# Brief:
A single total is needed, the number of lines of this listing that contain the string "Mark".
....................
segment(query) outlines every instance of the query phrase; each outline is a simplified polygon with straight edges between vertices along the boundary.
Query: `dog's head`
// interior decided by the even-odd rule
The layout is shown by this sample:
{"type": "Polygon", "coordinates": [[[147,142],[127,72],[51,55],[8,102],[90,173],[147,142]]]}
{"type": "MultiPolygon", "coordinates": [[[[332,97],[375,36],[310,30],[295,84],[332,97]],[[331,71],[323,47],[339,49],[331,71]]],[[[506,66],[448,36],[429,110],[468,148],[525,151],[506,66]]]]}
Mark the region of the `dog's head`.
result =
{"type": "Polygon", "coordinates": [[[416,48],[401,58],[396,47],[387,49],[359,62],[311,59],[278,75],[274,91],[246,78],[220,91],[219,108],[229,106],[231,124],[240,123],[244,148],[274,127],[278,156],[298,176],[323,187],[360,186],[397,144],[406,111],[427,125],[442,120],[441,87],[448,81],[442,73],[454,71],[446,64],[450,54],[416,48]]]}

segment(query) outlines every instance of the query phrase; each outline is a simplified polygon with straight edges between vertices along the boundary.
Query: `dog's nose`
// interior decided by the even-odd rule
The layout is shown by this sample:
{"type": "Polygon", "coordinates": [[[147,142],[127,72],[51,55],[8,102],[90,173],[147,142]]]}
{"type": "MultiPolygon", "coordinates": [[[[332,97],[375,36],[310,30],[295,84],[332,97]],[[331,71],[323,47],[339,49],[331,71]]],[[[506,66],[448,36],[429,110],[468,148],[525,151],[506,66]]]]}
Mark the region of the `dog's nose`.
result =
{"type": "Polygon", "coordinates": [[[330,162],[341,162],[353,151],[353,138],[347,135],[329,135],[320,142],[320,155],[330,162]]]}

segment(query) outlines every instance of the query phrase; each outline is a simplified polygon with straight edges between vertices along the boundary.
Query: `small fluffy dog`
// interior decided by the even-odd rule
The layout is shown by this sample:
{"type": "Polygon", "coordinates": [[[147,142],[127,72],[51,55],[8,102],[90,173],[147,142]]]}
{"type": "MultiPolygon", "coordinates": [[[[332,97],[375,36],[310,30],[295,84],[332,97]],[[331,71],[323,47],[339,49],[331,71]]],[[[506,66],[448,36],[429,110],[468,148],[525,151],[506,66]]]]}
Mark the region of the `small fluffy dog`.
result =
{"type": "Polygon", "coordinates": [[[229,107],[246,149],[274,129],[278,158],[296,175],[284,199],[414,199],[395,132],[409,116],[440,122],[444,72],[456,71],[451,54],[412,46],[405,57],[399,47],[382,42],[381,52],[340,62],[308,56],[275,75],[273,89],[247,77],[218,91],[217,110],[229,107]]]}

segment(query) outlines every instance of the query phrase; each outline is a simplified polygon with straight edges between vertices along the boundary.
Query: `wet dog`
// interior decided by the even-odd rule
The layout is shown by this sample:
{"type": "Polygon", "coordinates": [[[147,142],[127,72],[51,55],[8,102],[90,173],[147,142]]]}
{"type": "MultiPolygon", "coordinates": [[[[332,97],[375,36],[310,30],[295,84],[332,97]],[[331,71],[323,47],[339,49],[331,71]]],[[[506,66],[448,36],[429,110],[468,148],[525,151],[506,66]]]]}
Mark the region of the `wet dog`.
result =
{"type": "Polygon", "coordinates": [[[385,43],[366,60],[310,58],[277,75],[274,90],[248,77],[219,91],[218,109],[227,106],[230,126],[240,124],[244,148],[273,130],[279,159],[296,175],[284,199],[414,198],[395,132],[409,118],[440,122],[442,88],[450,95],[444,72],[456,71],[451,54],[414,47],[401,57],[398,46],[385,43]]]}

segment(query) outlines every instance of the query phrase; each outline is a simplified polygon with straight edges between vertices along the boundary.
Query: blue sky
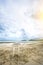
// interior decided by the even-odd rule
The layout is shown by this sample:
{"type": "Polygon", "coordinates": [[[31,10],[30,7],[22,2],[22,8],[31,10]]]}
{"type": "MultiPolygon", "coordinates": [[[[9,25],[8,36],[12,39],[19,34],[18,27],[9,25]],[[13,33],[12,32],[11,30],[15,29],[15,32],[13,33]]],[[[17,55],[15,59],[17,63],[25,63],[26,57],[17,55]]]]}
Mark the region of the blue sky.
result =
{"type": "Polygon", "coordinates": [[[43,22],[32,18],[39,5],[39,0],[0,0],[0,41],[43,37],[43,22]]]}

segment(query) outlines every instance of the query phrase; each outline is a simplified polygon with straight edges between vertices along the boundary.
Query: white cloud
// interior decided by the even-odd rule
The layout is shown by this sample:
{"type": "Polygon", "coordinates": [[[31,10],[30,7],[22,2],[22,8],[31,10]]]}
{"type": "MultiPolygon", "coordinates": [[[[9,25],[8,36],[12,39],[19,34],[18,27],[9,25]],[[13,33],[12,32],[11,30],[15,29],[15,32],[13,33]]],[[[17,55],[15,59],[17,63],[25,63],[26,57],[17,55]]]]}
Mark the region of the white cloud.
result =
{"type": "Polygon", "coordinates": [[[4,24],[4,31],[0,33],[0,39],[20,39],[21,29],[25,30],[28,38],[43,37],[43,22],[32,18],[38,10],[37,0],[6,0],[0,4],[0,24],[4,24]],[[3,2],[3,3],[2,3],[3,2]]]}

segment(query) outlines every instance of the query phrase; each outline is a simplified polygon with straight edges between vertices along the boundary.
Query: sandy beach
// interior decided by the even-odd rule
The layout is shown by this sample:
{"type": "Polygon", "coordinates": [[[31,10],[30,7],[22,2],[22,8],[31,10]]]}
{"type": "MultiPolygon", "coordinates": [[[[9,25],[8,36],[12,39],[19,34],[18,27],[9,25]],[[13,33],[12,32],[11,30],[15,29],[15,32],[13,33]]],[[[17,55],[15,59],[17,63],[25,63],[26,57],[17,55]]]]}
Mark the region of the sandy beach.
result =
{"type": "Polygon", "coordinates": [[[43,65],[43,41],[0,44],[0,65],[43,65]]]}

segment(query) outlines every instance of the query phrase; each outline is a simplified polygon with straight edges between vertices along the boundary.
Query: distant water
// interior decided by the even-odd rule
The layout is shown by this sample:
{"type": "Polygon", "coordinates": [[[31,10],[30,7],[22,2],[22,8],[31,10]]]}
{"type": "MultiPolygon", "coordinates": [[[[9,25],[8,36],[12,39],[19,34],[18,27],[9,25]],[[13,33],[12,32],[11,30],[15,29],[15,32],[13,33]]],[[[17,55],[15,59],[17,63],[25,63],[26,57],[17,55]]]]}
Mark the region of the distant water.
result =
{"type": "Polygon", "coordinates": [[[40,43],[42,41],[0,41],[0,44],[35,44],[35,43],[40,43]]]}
....................
# Exercise answer:
8